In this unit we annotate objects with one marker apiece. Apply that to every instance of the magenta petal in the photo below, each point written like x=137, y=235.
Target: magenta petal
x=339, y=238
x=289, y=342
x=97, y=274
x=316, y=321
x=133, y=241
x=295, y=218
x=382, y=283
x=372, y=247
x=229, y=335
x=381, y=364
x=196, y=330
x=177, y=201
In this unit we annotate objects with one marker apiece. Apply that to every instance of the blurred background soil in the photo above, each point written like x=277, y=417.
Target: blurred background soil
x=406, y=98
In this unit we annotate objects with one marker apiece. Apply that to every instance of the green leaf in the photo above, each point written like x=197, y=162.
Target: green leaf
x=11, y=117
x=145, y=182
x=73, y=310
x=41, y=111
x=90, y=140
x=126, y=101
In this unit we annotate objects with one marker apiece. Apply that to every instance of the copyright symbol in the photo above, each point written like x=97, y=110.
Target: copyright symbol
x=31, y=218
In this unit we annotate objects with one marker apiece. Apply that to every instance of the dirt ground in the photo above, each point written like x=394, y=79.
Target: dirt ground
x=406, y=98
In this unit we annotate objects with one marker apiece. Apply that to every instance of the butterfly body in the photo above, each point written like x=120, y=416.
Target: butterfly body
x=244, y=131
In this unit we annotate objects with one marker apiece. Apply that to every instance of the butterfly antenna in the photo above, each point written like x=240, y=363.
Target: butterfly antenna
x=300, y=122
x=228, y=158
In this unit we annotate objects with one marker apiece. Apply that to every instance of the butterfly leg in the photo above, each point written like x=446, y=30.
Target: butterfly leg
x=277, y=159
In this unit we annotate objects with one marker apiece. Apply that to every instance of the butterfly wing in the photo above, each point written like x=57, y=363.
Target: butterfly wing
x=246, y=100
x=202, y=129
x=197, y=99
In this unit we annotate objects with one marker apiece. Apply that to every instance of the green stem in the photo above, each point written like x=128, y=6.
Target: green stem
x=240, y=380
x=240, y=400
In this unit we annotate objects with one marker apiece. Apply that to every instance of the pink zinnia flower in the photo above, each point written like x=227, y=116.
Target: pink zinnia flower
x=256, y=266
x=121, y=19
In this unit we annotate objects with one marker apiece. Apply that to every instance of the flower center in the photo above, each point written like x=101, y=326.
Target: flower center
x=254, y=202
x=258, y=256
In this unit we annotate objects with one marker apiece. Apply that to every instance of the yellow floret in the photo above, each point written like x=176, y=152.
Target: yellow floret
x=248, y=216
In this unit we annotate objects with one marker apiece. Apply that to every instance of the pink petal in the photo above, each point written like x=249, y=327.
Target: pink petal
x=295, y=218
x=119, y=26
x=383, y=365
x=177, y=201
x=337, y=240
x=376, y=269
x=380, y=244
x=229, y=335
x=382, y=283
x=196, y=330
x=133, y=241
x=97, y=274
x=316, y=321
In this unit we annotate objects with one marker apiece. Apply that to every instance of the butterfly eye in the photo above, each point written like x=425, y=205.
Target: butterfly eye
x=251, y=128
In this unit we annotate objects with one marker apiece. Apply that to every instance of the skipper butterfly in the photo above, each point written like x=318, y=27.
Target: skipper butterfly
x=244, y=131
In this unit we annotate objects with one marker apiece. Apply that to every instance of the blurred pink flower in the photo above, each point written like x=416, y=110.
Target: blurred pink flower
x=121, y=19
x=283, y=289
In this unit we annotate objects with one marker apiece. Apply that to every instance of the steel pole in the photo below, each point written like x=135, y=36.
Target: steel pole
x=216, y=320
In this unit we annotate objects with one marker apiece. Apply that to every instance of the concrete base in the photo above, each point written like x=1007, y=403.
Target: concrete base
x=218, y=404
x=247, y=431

> **Goal of the exercise**
All lines from the one with "like x=318, y=27." to the end of the material above should be copied exactly, both ends included, and nothing else.

> **Response to the task**
In this unit we annotate objects with one marker apiece. Apply that to every instance of the skipper butterfly in the photo above, each point written like x=318, y=27.
Target: skipper butterfly
x=244, y=131
In this unit we annotate objects with one marker apiece. Apply that to every instance of the blurred pink flower in the photo above, each point written like x=416, y=110.
Target: blurred pink flower
x=121, y=19
x=283, y=289
In this unit we annotate objects with one marker apiece. Apply that to every instance of the steel pole in the photo below, each point written like x=135, y=36.
Target: steel pole
x=216, y=320
In this unit we annotate objects with one marker apiece. Apply that to every instance of the concrete base in the photo above, each point written like x=1007, y=403.
Target: concrete base
x=218, y=404
x=247, y=431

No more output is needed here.